### Exercise 1
Output each line of the entries below as a JSON list of strings, one string per line, with blank lines left out.

I couldn’t help but notice that two other sets of folks managed a much
faster tent site departure than I did, but at least I knew the reason
why -- they had four
people dividing up the tear-down duties, whereas
The Chief (tm) was, as always, doing it solo.
Doing the same darned thing day in and day out has, in fact, allowed me
to make some small discoveries and adjustments, a mere four weeks into
the trip. To wit: I put my clear plastic storage sleeves on their sides
within the box they reside, whereas I used to lay them flat atop one
another; now I don’t have to go through all of them when the single
item I need would otherwise be found in -- what else? -- the sleeve on
the bottom. Neat!
I also tried resting the big plastic envelope of paper keepsakes --
maps, pamphlets, receipts, etc. -- upright in the right-side saddlebag,
and found that it would close far more easily with the full-face helmet
in there than it did when laying on its end. Neat!
Four weeks it took me to make these discoveries, people.
Back on the road again! Not long after pulling out of the campground --
OK, maybe about sixty seconds -- I realized I had better put that rain
gear on again, for it was out there waiting for me, directly in the
path of the road. Throughout the day it was rain, sun, rain, sun; a
real pain in the neck! It would be taxing enough to drive through the,
ahem, “driving” rain -- and that’s exactly what it was -- and then it
would be steamy and sweltering inside the rain gear when the warm sun
emerged again.
Probably the biggest annoyance was the impact on picture taking, for
several reasons: first, while I usually kept the camera right inside
the front of the tank bag for easy access, even while wearing riding
gloves, that bag is not completely waterproof, so I usually elected to
affix its rain cover when the nasty stuff loomed. The cover always
seemed to resist being easily removed for access to the zippered flap
below. Next, because I was wearing three-fingered rain gloves over my
riding gloves, it was even more difficult to remove the rain cover,
then unzip the bag, then turn on and operate the camera. So taking a
picture became an ordeal involving not just finding a safe place to
pull over, but also to remove the rain gloves, remove the tank bag rain
cover, open the bag, and take the shot -- and then put it all back
together.
A decision to keep the camera in the sealable front pocket of my rain
jacket similarly met with only limited success, as I could never seem
to find the zipper pull with my gloves on, this time requiring me to
either flip open the front of my helmet, or remove the rain gloves. And
the rain gloves, while completely water-tight, suffered from a design
flaw in which the Velcro wrist strap was too short to leave attached,
while still fitting a gloved hand through, so I had to repeatedly feed
the strap through its clasp each time I put them back on. Try slipping
a Velcro strap through a tiny clasp, first with one hand, then with the
other hand, but wearing two
sets of gloves the second time around.
OK, enough of that garbage -- just wanted to let you know what I’m out
here doing
for you people.
Weather aside, I followed Rte. 163 west and came across the rock
formation known as Mexican
Hat, from which the nearby “town” takes its
name. What’s interesting is that, certainly within our lifetimes, if a
small tremor were to roll through this area, Mexican Hat (the rock, not
the town) could be no more. Right nearby was the access road to
Goosenecks State Park, so I dove in.

### Records

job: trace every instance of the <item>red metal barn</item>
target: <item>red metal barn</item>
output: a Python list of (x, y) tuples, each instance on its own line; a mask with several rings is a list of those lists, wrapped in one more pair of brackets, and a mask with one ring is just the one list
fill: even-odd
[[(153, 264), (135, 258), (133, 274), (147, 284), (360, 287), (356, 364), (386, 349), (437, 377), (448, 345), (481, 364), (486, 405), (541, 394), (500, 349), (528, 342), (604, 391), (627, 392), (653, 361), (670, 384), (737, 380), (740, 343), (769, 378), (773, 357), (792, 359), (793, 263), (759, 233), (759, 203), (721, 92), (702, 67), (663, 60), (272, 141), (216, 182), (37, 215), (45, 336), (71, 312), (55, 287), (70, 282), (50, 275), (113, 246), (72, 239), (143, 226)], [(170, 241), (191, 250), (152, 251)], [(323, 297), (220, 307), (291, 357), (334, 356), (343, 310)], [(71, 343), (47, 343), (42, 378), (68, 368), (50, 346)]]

### Exercise 2
According to the travel text, taking a picture in the rain became an ordeal. List every action that ordeal involved, in the order given.

### Complete output 1
[
  "job: trace every instance of the <item>red metal barn</item>",
  "target: <item>red metal barn</item>",
  "output: a Python list of (x, y) tuples, each instance on its own line; a mask with several rings is a list of those lists, wrapped in one more pair of brackets, and a mask with one ring is just the one list",
  "fill: even-odd",
  "[[(153, 264), (135, 258), (133, 274), (147, 284), (360, 287), (356, 364), (386, 349), (437, 377), (448, 345), (481, 364), (486, 405), (541, 394), (500, 349), (528, 342), (604, 391), (627, 392), (653, 361), (670, 384), (737, 380), (740, 343), (769, 378), (773, 357), (792, 359), (793, 263), (759, 233), (759, 203), (721, 92), (702, 67), (663, 60), (272, 141), (216, 182), (37, 215), (45, 336), (71, 312), (55, 287), (70, 282), (50, 275), (113, 246), (72, 239), (143, 226)], [(170, 241), (191, 250), (152, 251)], [(323, 297), (220, 307), (291, 357), (334, 356), (343, 310)], [(71, 343), (47, 343), (42, 378), (68, 368), (50, 346)]]"
]

### Complete output 2
1. Finding a safe place to pull over
2. Removing the rain gloves
3. Removing the tank bag rain cover
4. Opening the bag
5. Taking the shot
6. Putting it all back together